Scientists uncover how a cell's 'fuel gauge' promotes healthy development
Anwesh Kamireddy/Salk Institute
This cellular fuel gauge is a protein complex called AMPK that oversees energy input and output to keep the cell running smoothly. If AMPK were a car sensor, for instance, it would be able to instruct the vehicle when to get gas or lower the air conditioning to save energy. Similarly, if the cell's fuel supply--nutrients--is scarce, AMPK slows down cell growth and changes its metabolism. Previously, Salk Professor Reuben Shaw discovered that AMPK could halt tumors' revved-up metabolism, as well as restore normal function to the liver and other tissues in diabetics.
"Even though there's great interest in AMPK related to diabetes and cancer, frankly nothing was known about how this fuel gauge process changes in different cell populations during development," says Shaw, senior author of the work and holder of the William R. Brody Chair. Aside from giving new insight into stem cell therapies, the work could also help refine cancer treatments.
"To begin, we used CRISPR technology to edit out two important components of the AMPK pathway in embryonic stem cells," says Nathan Young, Salk research associate and first author of the paper. "At first we didn't see any difference, but things became interesting when we prompted the cells to differentiate."
Normally, embryonic stem cells have the capacity to generate more specialized cells that belong to one of three broad groups termed germ layers--the endoderm, ectoderm and mesoderm--that can ultimately develop into all of the diverse cell types in an organism. However, the cells without a functioning AMPK pathway failed to efficiently make endoderm (the innermost layer in an organism) and instead made too much ectoderm (the layer that would turn into skin).
"These cells couldn't make the right choice," says Shaw. "This was the first inclination that this metabolic pathway is telling cells what kind of specialized tissues to become."

(Task description): Pick up the article on AMPK, the cell's fuel gauge, after its final sentence and carry it forward. The records that come next have no connection to the article about AMPK.

(The data):
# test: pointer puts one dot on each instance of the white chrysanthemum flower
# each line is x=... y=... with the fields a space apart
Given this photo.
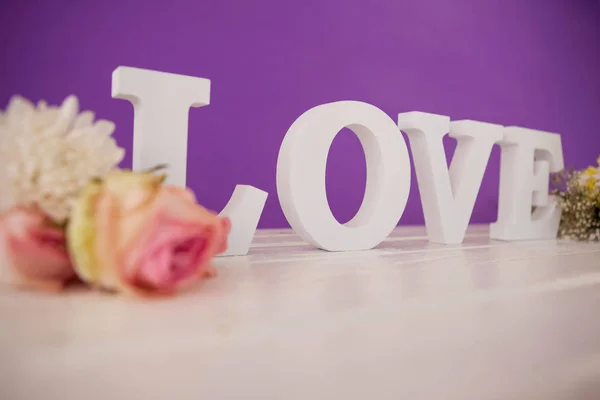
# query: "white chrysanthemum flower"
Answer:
x=49 y=154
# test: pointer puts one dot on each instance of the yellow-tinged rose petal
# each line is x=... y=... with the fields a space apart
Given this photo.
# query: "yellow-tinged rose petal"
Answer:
x=81 y=233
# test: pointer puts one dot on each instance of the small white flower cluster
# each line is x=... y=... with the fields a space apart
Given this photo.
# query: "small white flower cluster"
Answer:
x=580 y=206
x=584 y=179
x=49 y=154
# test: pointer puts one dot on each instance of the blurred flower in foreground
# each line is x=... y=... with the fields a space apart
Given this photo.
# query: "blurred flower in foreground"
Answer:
x=33 y=250
x=50 y=153
x=129 y=232
x=578 y=195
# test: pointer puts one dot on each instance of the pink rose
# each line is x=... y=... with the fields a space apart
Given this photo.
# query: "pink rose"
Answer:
x=130 y=232
x=34 y=251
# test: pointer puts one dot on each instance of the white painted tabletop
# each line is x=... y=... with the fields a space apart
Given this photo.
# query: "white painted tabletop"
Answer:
x=408 y=320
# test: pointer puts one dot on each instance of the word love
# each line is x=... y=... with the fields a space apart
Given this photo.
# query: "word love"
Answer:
x=161 y=105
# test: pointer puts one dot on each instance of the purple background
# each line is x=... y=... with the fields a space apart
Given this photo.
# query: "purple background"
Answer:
x=513 y=62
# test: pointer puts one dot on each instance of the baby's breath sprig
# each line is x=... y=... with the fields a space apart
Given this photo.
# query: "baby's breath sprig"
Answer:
x=578 y=195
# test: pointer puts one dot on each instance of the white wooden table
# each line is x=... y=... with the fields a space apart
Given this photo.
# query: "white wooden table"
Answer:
x=408 y=320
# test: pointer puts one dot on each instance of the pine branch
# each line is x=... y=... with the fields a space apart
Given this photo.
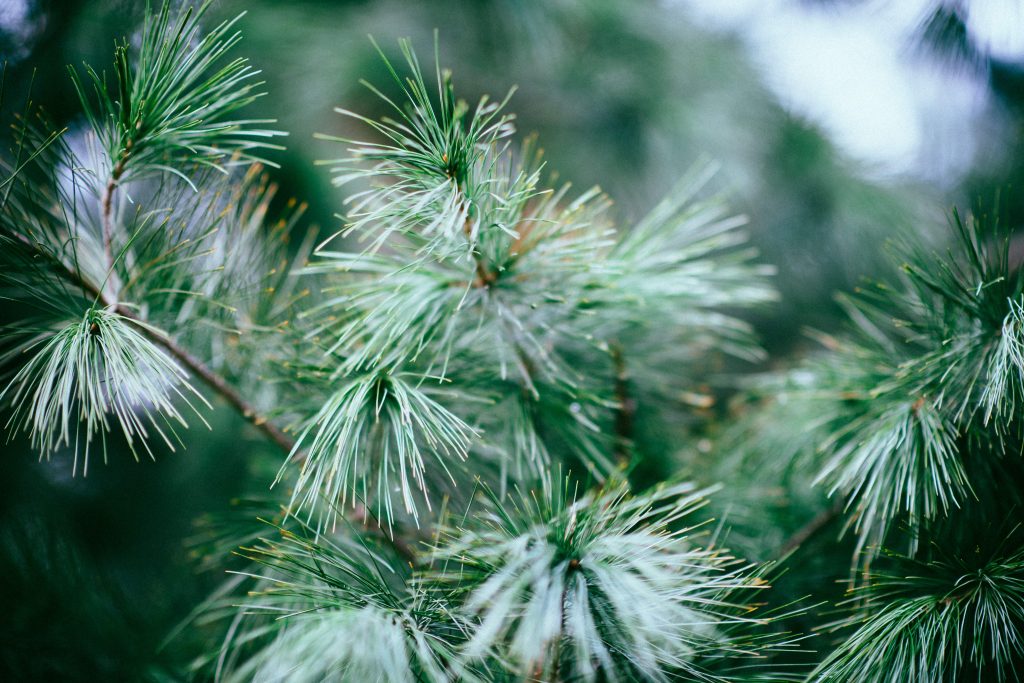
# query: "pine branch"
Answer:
x=197 y=367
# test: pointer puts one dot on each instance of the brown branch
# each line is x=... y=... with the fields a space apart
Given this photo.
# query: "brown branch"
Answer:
x=107 y=225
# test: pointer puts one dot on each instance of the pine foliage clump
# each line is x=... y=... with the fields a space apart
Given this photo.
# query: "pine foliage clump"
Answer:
x=464 y=380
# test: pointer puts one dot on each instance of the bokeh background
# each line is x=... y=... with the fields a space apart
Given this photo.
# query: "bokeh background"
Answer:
x=839 y=125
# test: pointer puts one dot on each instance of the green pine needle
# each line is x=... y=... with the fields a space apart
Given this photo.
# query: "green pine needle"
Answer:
x=92 y=375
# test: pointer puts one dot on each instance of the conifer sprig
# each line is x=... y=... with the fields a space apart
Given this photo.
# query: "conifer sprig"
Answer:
x=171 y=102
x=944 y=617
x=98 y=370
x=599 y=586
x=479 y=276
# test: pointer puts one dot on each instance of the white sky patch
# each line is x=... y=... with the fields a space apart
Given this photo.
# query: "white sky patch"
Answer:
x=997 y=27
x=13 y=14
x=849 y=70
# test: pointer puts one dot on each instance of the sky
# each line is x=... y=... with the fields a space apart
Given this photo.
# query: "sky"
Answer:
x=857 y=71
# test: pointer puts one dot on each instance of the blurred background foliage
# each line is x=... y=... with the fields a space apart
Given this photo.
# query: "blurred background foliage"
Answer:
x=628 y=95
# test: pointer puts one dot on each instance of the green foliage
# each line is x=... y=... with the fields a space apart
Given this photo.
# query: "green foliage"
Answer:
x=599 y=586
x=90 y=372
x=335 y=608
x=949 y=616
x=479 y=279
x=171 y=103
x=386 y=417
x=471 y=329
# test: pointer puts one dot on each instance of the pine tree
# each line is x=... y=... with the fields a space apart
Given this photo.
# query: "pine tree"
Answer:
x=464 y=380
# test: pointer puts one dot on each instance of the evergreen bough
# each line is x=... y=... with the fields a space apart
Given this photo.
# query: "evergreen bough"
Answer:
x=456 y=378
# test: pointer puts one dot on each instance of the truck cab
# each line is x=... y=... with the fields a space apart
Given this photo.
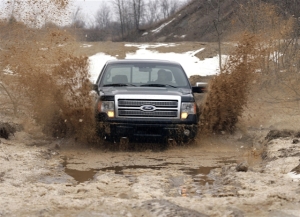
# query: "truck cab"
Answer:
x=146 y=100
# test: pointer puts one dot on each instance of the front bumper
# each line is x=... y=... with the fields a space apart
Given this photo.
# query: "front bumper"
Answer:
x=148 y=132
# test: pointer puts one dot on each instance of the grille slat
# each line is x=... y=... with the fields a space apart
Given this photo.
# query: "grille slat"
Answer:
x=133 y=108
x=147 y=114
x=138 y=103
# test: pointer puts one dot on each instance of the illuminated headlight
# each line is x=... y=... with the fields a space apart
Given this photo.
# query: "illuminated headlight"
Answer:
x=187 y=108
x=108 y=107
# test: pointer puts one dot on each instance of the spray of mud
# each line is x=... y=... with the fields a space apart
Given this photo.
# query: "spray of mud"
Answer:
x=47 y=82
x=228 y=91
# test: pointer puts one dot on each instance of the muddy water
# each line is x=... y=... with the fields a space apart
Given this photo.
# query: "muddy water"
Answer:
x=194 y=163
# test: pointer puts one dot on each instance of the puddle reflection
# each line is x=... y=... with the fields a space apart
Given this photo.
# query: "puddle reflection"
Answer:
x=199 y=175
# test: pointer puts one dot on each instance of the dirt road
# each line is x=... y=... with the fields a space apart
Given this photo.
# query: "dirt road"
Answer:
x=241 y=174
x=48 y=177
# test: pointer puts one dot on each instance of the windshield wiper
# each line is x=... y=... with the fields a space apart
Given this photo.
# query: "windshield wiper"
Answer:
x=158 y=85
x=118 y=85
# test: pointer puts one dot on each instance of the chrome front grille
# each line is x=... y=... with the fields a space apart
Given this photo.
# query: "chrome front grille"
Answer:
x=156 y=113
x=138 y=103
x=132 y=106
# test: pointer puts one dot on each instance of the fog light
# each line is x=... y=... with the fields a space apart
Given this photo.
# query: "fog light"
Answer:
x=111 y=114
x=186 y=132
x=184 y=115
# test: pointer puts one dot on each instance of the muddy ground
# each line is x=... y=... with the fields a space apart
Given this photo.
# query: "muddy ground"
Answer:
x=242 y=174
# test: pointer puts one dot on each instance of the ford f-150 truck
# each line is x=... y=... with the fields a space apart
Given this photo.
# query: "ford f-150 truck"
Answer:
x=146 y=99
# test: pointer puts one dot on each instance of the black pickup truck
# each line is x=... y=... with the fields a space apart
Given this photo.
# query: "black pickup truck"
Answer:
x=146 y=100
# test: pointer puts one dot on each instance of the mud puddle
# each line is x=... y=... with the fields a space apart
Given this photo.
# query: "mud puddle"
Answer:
x=200 y=175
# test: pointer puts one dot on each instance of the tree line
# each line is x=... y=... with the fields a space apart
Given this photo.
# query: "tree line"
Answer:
x=119 y=19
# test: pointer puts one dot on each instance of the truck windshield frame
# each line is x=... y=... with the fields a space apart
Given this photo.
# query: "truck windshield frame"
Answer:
x=144 y=75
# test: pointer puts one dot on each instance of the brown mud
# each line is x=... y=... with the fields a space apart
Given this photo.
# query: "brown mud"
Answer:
x=50 y=168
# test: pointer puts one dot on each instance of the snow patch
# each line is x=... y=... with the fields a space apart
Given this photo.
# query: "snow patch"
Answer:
x=86 y=45
x=162 y=26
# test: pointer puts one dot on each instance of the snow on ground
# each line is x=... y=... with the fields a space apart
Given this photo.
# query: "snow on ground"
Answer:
x=191 y=64
x=161 y=27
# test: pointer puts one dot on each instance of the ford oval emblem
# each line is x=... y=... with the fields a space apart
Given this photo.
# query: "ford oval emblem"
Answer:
x=148 y=108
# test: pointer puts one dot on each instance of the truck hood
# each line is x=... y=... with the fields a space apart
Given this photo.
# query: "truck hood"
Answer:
x=112 y=91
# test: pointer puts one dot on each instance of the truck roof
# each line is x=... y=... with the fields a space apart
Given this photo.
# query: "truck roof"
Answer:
x=142 y=61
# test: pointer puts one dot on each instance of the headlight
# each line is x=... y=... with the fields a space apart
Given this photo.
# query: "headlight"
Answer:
x=107 y=107
x=187 y=108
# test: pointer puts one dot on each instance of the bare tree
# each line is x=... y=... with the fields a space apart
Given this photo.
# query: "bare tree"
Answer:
x=119 y=6
x=77 y=18
x=103 y=16
x=138 y=6
x=153 y=14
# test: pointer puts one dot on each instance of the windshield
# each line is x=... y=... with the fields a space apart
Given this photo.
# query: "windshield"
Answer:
x=143 y=75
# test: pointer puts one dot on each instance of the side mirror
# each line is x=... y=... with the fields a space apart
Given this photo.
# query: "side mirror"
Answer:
x=95 y=87
x=197 y=89
x=200 y=88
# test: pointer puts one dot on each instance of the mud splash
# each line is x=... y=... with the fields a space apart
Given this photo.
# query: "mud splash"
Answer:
x=228 y=91
x=45 y=80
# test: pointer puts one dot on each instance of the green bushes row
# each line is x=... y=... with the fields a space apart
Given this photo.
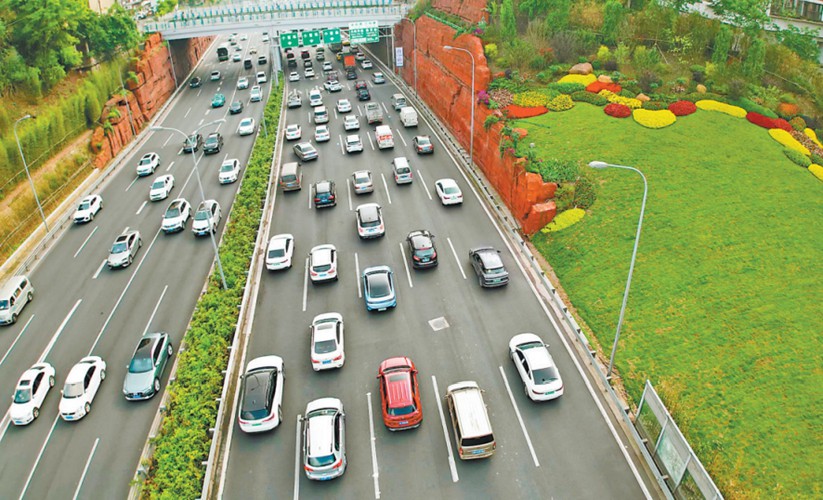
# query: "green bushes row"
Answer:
x=182 y=444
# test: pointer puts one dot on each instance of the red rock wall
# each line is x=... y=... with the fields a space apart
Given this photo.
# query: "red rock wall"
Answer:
x=444 y=83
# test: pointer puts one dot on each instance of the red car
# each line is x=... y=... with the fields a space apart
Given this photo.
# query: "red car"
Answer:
x=399 y=394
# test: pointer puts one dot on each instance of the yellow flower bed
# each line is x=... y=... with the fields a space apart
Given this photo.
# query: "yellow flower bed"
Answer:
x=654 y=118
x=786 y=139
x=712 y=105
x=619 y=99
x=563 y=220
x=582 y=79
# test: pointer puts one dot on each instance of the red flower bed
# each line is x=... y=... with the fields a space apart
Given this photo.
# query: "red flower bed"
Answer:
x=515 y=111
x=682 y=108
x=618 y=110
x=596 y=87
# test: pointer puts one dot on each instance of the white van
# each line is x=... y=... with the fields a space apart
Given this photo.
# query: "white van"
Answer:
x=384 y=137
x=15 y=294
x=470 y=420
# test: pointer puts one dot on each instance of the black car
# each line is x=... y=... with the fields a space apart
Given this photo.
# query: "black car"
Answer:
x=214 y=143
x=421 y=249
x=193 y=143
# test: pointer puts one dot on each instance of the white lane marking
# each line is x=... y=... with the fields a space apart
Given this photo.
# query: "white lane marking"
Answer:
x=375 y=472
x=156 y=306
x=86 y=469
x=406 y=264
x=452 y=465
x=519 y=417
x=86 y=241
x=455 y=258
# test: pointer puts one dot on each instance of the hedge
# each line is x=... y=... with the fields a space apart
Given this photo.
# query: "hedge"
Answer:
x=183 y=442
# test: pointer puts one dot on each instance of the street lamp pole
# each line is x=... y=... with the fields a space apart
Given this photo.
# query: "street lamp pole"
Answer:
x=26 y=167
x=471 y=132
x=200 y=183
x=600 y=164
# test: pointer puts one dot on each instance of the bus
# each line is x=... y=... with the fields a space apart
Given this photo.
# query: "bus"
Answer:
x=223 y=52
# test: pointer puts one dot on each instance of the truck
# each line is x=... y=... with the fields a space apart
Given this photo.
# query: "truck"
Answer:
x=373 y=113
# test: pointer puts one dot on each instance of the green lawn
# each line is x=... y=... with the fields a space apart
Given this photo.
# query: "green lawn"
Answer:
x=724 y=315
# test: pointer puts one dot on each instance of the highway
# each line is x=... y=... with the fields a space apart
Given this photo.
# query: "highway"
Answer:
x=559 y=449
x=81 y=307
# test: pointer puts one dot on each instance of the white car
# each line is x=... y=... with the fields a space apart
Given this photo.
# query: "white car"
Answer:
x=246 y=127
x=531 y=357
x=449 y=192
x=229 y=171
x=161 y=187
x=261 y=395
x=31 y=391
x=293 y=132
x=280 y=252
x=343 y=106
x=206 y=218
x=148 y=164
x=176 y=216
x=327 y=350
x=88 y=208
x=323 y=263
x=81 y=386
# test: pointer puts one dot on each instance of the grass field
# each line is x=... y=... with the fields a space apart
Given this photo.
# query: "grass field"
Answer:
x=724 y=315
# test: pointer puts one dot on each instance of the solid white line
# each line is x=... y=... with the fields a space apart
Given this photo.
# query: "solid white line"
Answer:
x=452 y=465
x=455 y=258
x=86 y=241
x=375 y=473
x=519 y=418
x=86 y=469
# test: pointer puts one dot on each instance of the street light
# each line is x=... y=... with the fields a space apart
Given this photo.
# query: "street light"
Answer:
x=200 y=182
x=26 y=167
x=600 y=164
x=471 y=133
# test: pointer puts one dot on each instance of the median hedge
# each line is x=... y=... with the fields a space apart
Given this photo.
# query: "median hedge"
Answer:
x=175 y=469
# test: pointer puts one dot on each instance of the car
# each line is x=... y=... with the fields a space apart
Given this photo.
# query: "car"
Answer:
x=279 y=252
x=378 y=288
x=293 y=132
x=537 y=370
x=488 y=266
x=362 y=182
x=206 y=218
x=82 y=384
x=177 y=215
x=327 y=342
x=422 y=252
x=325 y=194
x=246 y=127
x=321 y=133
x=323 y=263
x=399 y=394
x=261 y=394
x=343 y=106
x=236 y=107
x=193 y=143
x=88 y=208
x=353 y=144
x=351 y=122
x=147 y=365
x=30 y=393
x=423 y=144
x=229 y=171
x=305 y=151
x=324 y=439
x=402 y=171
x=448 y=191
x=124 y=249
x=161 y=187
x=369 y=218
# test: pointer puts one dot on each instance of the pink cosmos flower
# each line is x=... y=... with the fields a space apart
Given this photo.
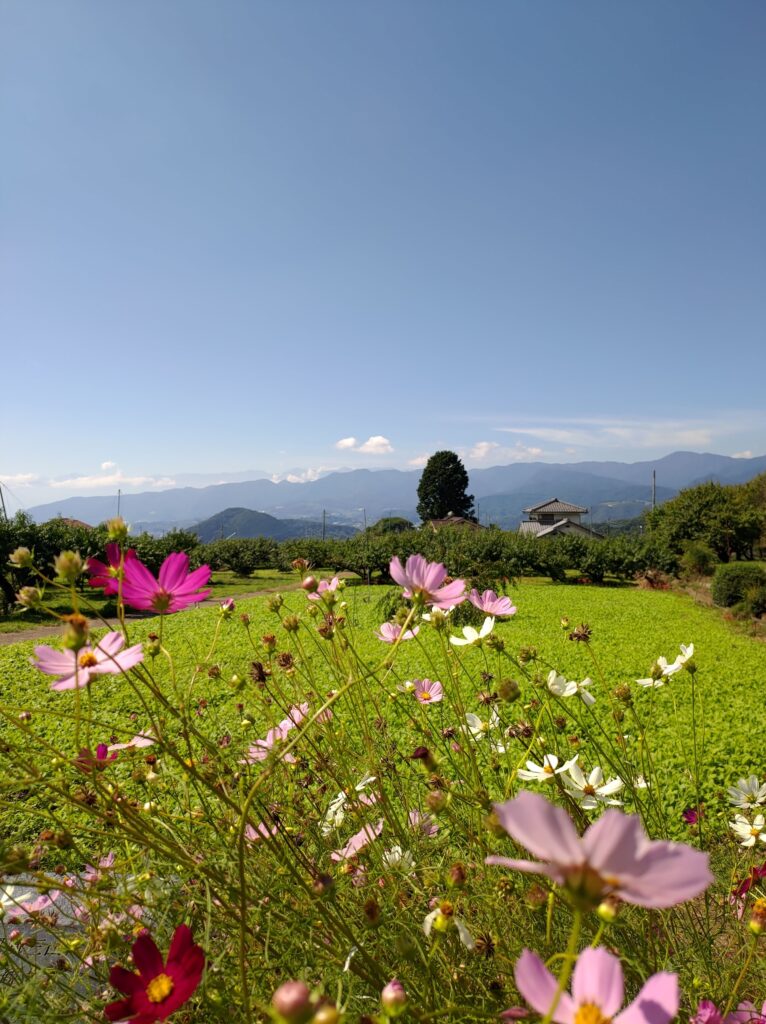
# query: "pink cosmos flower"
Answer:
x=491 y=604
x=597 y=991
x=175 y=589
x=422 y=581
x=613 y=855
x=137 y=742
x=389 y=633
x=77 y=669
x=323 y=588
x=428 y=691
x=358 y=842
x=107 y=574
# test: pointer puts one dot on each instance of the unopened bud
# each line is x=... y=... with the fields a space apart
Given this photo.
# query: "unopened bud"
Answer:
x=293 y=1001
x=30 y=597
x=69 y=566
x=393 y=997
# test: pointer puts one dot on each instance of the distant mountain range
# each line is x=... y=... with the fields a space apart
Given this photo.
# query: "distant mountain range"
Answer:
x=245 y=522
x=610 y=489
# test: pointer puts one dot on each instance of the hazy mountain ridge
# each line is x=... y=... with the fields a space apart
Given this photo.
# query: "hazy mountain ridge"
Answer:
x=350 y=497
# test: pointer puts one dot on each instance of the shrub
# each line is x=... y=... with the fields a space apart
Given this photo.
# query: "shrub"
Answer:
x=732 y=580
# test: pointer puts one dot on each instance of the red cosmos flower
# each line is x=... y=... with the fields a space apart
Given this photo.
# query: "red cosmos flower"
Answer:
x=175 y=589
x=160 y=987
x=109 y=576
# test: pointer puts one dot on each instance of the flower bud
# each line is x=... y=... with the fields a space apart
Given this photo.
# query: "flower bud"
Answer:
x=293 y=1001
x=30 y=597
x=22 y=558
x=69 y=566
x=117 y=529
x=393 y=997
x=76 y=633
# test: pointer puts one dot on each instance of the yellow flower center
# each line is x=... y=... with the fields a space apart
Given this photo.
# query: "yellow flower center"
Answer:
x=589 y=1013
x=160 y=988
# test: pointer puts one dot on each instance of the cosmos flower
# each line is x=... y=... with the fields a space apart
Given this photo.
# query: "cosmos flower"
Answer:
x=423 y=582
x=597 y=991
x=174 y=590
x=160 y=987
x=428 y=691
x=491 y=604
x=747 y=833
x=107 y=574
x=77 y=669
x=748 y=793
x=472 y=636
x=592 y=792
x=389 y=633
x=613 y=856
x=547 y=771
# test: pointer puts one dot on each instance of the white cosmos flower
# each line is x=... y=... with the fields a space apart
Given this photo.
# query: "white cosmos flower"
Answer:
x=558 y=684
x=398 y=858
x=336 y=812
x=471 y=636
x=546 y=771
x=592 y=791
x=748 y=793
x=441 y=919
x=477 y=729
x=747 y=833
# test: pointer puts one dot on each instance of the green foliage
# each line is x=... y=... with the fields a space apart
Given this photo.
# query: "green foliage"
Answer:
x=442 y=488
x=721 y=517
x=731 y=581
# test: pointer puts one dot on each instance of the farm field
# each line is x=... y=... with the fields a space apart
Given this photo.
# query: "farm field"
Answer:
x=346 y=921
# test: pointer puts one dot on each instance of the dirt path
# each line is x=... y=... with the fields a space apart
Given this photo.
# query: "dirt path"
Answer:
x=42 y=632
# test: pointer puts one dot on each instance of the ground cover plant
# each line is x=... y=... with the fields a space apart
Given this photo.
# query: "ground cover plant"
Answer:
x=363 y=803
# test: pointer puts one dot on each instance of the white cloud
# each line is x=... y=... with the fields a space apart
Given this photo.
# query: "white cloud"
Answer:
x=377 y=444
x=115 y=479
x=18 y=479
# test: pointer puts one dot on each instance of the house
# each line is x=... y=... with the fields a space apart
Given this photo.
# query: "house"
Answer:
x=554 y=517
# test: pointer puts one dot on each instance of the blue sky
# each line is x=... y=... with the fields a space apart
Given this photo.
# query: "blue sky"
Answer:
x=235 y=235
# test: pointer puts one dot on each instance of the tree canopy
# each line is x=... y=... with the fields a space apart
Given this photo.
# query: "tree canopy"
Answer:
x=441 y=491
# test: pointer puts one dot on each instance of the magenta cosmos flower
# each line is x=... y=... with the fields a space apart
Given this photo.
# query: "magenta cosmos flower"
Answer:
x=428 y=691
x=107 y=574
x=422 y=582
x=613 y=855
x=175 y=589
x=597 y=991
x=389 y=633
x=77 y=669
x=491 y=604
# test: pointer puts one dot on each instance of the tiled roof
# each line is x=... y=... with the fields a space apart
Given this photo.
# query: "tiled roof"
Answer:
x=554 y=505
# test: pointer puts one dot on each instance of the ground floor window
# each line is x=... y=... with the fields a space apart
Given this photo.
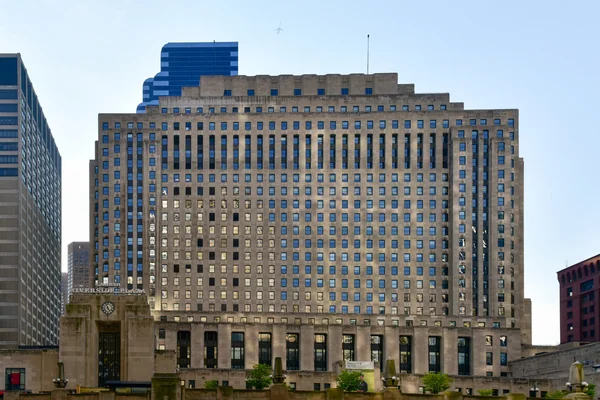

(Output of the exercise):
What was remarkable, according to the researchers, is when they looked closer at the gene expression patterns of the AMPK-deficient cells. They found that a large number of down-regulated genes related to one specific cellular structure: the lysosome. This critical self-contained organelle contains corrosive enzymes that degrade cellular material to reuse components--the garbage disposal and recycling center of the cell.
This loss of lysosomes, the researchers discovered, was due to the loss of a transcription factor called Tfeb, which turns on the expression of lysosomal genes in times of starvation. By simply reintroducing Tfeb into the dysfunctional cells, the team was able to restore normal development and differentiation.
"It was thought that lysosomes and AMPK were connected somehow, but no one had dreamed that you'd get no lysosomes if you don't have this fuel gauge," says Shaw. "Connecting the AMPK pathway to lysosomes begs the question of whether this pathway is part of anti-cancer pathways as well."
Currently, lysosome inhibitors are in dozens of clinical trials for breast, lung, pancreatic and brain cancers, even though the exact link between lysosomes and tumors are not understood. "We are decoding some of these underlying connections that might indicate when and how a cancer drugs might be useful," says Shaw. "This work may also help up make better, more specific ways of targeting lysosomes in cancer."